TASK BRIEF: Your output must consist solely of the lines from the one containing "of the <item>bracelet</item>" through the end of the records, reproduced exactly.

RECORDS PROVIDED:

>>>

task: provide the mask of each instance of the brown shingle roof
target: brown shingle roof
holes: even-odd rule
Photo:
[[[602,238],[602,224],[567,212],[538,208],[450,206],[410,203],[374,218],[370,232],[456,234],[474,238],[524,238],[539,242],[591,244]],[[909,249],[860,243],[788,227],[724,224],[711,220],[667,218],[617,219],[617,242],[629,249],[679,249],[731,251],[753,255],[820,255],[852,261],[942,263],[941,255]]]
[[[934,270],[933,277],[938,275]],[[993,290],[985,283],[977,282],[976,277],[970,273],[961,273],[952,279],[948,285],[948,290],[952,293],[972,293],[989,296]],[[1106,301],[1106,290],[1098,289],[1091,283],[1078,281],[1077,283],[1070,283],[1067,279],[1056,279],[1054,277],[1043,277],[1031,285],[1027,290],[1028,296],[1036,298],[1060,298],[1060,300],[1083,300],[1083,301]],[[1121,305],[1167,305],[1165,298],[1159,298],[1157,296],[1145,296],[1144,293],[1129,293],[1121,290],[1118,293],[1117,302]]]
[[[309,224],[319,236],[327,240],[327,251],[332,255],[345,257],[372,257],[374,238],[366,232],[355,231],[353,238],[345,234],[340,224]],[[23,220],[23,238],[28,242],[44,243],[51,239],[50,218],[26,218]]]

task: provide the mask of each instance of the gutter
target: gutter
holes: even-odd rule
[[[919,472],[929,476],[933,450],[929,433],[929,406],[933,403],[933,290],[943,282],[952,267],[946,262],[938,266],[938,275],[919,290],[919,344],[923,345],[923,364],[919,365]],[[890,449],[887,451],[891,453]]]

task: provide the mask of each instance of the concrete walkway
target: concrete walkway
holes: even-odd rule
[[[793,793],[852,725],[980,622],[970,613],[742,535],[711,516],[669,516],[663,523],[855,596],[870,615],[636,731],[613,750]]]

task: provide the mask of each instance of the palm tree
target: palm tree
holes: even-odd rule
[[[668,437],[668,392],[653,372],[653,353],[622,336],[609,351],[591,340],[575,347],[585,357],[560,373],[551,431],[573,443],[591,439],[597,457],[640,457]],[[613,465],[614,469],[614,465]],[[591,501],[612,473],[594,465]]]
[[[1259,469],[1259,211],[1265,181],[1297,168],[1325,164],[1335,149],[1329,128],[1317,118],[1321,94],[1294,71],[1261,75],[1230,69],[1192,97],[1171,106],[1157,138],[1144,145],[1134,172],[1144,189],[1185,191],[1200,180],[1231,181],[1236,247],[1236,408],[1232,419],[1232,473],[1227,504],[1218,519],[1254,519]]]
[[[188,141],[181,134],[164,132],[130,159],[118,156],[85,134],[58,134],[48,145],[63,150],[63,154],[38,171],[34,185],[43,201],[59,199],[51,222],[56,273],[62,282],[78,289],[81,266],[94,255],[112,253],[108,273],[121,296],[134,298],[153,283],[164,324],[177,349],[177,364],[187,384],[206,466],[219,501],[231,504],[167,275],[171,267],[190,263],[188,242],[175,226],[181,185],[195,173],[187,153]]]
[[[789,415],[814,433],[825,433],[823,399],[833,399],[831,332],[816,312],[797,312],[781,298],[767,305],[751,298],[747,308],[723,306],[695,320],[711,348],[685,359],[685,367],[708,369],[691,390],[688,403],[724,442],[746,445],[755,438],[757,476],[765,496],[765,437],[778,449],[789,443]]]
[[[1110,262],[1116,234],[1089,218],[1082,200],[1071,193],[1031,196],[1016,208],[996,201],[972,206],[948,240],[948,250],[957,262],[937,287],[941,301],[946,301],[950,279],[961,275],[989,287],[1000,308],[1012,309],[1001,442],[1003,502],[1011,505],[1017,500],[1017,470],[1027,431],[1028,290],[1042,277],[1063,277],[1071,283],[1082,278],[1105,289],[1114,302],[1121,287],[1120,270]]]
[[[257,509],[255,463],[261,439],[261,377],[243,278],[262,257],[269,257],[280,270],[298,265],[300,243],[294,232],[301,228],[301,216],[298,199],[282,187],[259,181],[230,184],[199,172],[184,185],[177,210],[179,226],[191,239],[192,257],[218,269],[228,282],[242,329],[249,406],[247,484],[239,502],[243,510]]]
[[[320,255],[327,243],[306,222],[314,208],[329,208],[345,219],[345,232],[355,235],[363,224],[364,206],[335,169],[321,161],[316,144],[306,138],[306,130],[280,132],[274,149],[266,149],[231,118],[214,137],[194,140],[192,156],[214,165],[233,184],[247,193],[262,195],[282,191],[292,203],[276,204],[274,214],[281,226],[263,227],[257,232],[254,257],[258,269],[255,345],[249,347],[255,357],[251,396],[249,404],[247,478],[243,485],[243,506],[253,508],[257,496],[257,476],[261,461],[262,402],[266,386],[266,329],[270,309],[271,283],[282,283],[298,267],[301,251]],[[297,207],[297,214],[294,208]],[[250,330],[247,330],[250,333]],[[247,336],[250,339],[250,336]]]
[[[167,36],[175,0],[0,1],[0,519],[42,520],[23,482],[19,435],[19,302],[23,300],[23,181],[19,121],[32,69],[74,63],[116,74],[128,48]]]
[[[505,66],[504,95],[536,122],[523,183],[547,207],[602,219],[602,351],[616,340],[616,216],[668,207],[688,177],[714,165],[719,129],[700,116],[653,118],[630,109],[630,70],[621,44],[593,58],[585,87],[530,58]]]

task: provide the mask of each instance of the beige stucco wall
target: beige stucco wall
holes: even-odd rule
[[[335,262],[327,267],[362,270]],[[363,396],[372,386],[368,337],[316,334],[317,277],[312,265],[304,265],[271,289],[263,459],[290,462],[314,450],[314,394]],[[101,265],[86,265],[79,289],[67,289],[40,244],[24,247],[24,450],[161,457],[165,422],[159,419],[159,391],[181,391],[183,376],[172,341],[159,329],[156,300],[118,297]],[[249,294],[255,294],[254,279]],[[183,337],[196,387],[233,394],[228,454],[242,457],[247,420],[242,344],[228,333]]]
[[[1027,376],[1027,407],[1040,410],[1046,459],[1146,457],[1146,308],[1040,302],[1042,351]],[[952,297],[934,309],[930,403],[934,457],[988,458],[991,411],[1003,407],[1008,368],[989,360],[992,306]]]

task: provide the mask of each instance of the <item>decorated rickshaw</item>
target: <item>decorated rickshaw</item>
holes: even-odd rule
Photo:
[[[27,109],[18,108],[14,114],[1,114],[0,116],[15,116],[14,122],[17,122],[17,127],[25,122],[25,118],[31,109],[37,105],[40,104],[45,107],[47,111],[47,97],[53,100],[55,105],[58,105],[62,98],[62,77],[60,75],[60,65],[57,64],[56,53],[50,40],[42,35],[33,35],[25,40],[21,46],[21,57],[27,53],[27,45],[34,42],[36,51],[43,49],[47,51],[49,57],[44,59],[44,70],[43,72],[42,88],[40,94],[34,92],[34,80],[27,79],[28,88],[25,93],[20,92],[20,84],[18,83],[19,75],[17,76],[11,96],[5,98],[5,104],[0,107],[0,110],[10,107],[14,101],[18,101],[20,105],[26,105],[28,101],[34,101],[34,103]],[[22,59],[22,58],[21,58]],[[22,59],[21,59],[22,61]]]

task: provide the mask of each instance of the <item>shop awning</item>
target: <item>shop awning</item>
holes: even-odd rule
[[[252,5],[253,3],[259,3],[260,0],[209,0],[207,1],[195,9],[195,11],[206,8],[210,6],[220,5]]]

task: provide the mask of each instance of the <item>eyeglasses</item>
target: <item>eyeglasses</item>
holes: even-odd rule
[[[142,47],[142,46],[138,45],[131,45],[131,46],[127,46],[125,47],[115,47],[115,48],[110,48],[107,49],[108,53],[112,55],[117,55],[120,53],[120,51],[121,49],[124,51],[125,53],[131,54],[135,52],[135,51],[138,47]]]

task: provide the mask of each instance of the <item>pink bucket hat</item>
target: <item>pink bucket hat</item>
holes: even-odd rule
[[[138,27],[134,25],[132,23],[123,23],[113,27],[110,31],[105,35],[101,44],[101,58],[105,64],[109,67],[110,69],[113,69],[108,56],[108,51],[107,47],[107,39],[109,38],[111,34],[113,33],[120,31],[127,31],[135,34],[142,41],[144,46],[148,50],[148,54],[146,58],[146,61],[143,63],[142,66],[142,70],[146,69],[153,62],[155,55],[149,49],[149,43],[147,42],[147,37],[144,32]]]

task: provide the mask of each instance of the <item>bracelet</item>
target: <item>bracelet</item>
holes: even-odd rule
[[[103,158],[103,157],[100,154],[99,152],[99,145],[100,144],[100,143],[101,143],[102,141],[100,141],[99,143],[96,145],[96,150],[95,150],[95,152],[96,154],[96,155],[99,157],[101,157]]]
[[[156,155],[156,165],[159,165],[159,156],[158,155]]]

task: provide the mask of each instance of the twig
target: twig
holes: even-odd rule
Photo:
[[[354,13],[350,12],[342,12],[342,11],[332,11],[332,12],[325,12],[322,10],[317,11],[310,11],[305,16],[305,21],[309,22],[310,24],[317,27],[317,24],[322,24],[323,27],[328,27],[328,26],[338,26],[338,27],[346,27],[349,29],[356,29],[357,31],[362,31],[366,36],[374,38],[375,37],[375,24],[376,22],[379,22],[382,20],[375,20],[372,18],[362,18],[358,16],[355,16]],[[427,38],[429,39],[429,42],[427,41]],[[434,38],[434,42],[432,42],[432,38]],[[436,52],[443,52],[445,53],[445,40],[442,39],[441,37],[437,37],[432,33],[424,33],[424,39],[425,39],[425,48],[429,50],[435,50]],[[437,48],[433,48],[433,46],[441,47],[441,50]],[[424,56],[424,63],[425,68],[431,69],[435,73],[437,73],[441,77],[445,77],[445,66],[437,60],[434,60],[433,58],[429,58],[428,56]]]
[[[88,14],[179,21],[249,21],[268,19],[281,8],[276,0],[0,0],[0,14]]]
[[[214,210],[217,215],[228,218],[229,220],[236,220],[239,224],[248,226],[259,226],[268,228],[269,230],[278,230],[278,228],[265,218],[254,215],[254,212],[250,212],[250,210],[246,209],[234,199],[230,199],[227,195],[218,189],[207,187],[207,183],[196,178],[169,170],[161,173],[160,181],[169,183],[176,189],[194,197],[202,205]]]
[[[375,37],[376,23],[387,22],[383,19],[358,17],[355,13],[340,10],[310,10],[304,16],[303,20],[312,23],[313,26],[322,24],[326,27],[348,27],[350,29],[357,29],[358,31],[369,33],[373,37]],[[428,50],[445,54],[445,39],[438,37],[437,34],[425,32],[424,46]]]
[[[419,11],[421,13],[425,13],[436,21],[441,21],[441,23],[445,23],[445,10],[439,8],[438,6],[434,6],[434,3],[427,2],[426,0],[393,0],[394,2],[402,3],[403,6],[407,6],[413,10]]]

<<<

RESPONSE TO THE TASK:
task: provide the mask of each instance of the <item>bracelet</item>
target: <item>bracelet</item>
holes: even-odd rule
[[[103,158],[103,157],[100,154],[99,152],[99,145],[100,144],[100,143],[101,143],[102,141],[100,141],[99,143],[96,145],[96,150],[95,150],[95,152],[96,154],[96,155],[99,157],[101,157]]]
[[[156,155],[156,165],[159,165],[159,156],[158,155]]]

task: provide the mask of each instance of the twig
target: twig
holes: even-odd rule
Photo:
[[[354,13],[350,12],[342,12],[342,11],[332,11],[332,12],[325,12],[322,10],[317,11],[310,11],[305,16],[305,21],[309,22],[310,24],[317,27],[317,24],[322,24],[323,27],[328,27],[328,26],[338,26],[338,27],[346,27],[349,29],[356,29],[357,31],[362,31],[366,36],[374,38],[375,37],[375,24],[376,22],[379,22],[382,20],[375,20],[372,18],[362,18],[358,16],[355,16]],[[427,38],[429,39],[429,42],[427,41]],[[434,38],[434,42],[432,42],[432,38]],[[436,52],[443,52],[445,53],[445,40],[442,39],[441,37],[437,37],[432,33],[424,33],[424,39],[425,39],[425,48],[429,50],[435,50]],[[437,48],[433,48],[433,46],[441,47],[441,50]],[[424,56],[424,63],[425,68],[431,69],[435,73],[437,73],[441,77],[445,77],[445,66],[437,60],[434,60],[433,58],[429,58],[428,56]]]
[[[88,14],[179,21],[249,21],[268,19],[281,8],[276,0],[0,0],[0,14]]]
[[[214,210],[217,215],[228,218],[229,220],[236,220],[239,224],[248,226],[259,226],[268,228],[269,230],[278,230],[278,228],[265,218],[254,215],[254,212],[250,212],[250,210],[246,209],[234,199],[230,199],[227,195],[218,189],[207,187],[207,183],[196,178],[169,170],[161,173],[160,181],[169,183],[176,189],[194,197],[202,205]]]
[[[375,37],[376,23],[387,22],[383,19],[358,17],[355,13],[340,10],[310,10],[304,16],[303,20],[312,23],[313,26],[322,24],[326,27],[348,27],[350,29],[357,29],[358,31],[369,33],[373,37]],[[428,50],[445,54],[445,39],[438,37],[437,34],[425,32],[424,46]]]
[[[419,11],[421,13],[425,13],[436,21],[441,21],[441,23],[445,23],[445,10],[439,8],[438,6],[434,6],[434,3],[427,2],[426,0],[393,0],[394,2],[402,3],[403,6],[407,6],[413,10]]]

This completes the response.